• _Given records_:
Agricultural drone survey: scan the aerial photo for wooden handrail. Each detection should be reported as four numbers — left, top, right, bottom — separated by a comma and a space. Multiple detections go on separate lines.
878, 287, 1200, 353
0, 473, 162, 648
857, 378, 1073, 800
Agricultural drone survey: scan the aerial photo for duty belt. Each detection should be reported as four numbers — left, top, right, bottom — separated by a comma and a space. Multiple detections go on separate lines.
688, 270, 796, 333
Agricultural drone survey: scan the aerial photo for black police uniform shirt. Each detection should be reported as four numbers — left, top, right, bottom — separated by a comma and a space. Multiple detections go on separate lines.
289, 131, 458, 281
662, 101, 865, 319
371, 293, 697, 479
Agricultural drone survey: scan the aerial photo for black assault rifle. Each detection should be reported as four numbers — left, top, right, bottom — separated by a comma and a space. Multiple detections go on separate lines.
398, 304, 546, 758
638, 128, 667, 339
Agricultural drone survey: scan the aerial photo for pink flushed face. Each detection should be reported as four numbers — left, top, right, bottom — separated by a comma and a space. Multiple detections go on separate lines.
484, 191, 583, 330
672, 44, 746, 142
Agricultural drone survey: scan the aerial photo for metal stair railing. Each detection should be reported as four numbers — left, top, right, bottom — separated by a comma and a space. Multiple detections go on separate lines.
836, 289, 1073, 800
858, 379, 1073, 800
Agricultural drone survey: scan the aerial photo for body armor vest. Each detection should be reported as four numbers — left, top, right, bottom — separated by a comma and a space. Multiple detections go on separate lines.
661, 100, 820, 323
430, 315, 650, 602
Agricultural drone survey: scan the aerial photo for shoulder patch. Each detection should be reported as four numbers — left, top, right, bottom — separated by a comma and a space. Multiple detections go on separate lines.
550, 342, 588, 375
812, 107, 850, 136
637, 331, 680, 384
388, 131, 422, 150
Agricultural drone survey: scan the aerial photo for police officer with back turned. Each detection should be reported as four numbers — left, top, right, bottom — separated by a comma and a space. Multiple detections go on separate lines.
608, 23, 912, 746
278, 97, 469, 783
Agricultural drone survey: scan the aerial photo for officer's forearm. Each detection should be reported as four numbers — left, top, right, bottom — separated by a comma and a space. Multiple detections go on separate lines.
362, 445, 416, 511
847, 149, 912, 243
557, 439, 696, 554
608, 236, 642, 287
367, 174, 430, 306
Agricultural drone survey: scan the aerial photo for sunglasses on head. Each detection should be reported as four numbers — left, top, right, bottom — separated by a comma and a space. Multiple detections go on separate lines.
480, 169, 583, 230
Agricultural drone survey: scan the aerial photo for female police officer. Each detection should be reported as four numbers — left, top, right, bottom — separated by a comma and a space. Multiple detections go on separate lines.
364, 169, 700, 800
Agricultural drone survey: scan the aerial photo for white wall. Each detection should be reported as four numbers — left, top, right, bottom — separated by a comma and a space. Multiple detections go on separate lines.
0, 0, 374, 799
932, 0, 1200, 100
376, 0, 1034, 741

• _What is asked_: Copy all of the material above line for line, changing no word, number, or punctuation mark.

• _Solution for this exercise_:
Agricultural drone survey: scan the aerial photo for wooden handrail. Each detection should be reported as four numbers — left, top, right, bottom — separated by a comma and a space. Multiple detections go on separate lines.
878, 287, 1200, 353
0, 473, 162, 648
857, 378, 1073, 800
Agricultural drone survey: scan the aerial photo for duty belt. Each detection should be reported as four numbers — left, top, right, bottom — separated by a comma and a space. Multiple detections go on separate lines.
688, 270, 796, 333
Agricultural drone survey: scan the aerial photo for black police uniform shirt. Each detection should be reported as four numbers — left, top, right, bottom — separated by a comma and a space. Multiple detections go on separate lines.
289, 131, 458, 281
662, 101, 865, 319
371, 293, 697, 479
Agricultural drone survey: scan the aerial photo for black assault rifle. Each detection should be reported as four numbers — left, top, right, bottom — separated by a comma and a space. Multiple detections go on separate lines.
398, 304, 546, 758
638, 128, 667, 339
Agricultural drone survey: scan the aerial photo for pink flushed face. Each detection should be reported as four numbers — left, top, right, bottom — separated by a comma and a space. Multiple detections go on separate lines.
484, 191, 583, 330
672, 44, 746, 142
Agricultural drone survey: scan the aerial photo for metal stair railing. Each detection should be reported as four numbers — left, top, right, bottom — separated by a comma and a space. Multiple detections go on separate lines.
836, 289, 1073, 800
858, 379, 1073, 800
Agricultural drone survey: scan the aerial photo for body armor vest. Each detection should be reported as four numbers — left, top, right, bottom — separated by a comma and a space. Multiple detections go on separate lines.
661, 100, 820, 323
430, 315, 650, 602
Agricultural drone survey: scan the aerial photo for shoulder patch. Each detection should be reported as four numbers — left, top, right, bottom — separated by a comma and a space. Multiple detections go on separate lines.
550, 342, 588, 375
812, 107, 850, 136
637, 331, 680, 384
388, 131, 422, 150
Agricultural drone survey: scan the aerial photo for police officer with back turned. Each detection should be reported as four numbers — left, top, right, bottom — separated by a comma and a space. Multiple detections go on separate lines.
608, 23, 912, 746
278, 97, 469, 783
Agricultural drone survey: scan the aerial photo for officer's forearm. Each detection should be reported as four numbers — left, top, right, bottom — separated by a comma and a space. Multiple detections go on separate lines.
362, 445, 416, 511
847, 149, 912, 243
557, 439, 696, 554
608, 236, 642, 287
367, 174, 430, 306
Agricultural drone survey: scan the aerial photo for sunglasses on head. Each detection should be reported as four numbers — left, top, right, bottom — separated by a comma and a space. Multiple detections go on separate lines.
480, 169, 583, 230
Agricultural drone survey: scan the aerial photo for female police officer. Each detection should be reported as four numbers — left, top, right, bottom — separated by a comma and a space. Multiple detections go on separate lines.
364, 169, 700, 800
Agricultural drone survey: scan the aerial photo for white wall. Each detection should be reported as four numbers — left, top, right, bottom — separated by a comma and a space. Multiple detections go on separate lines.
0, 0, 374, 799
932, 0, 1200, 100
376, 0, 1034, 741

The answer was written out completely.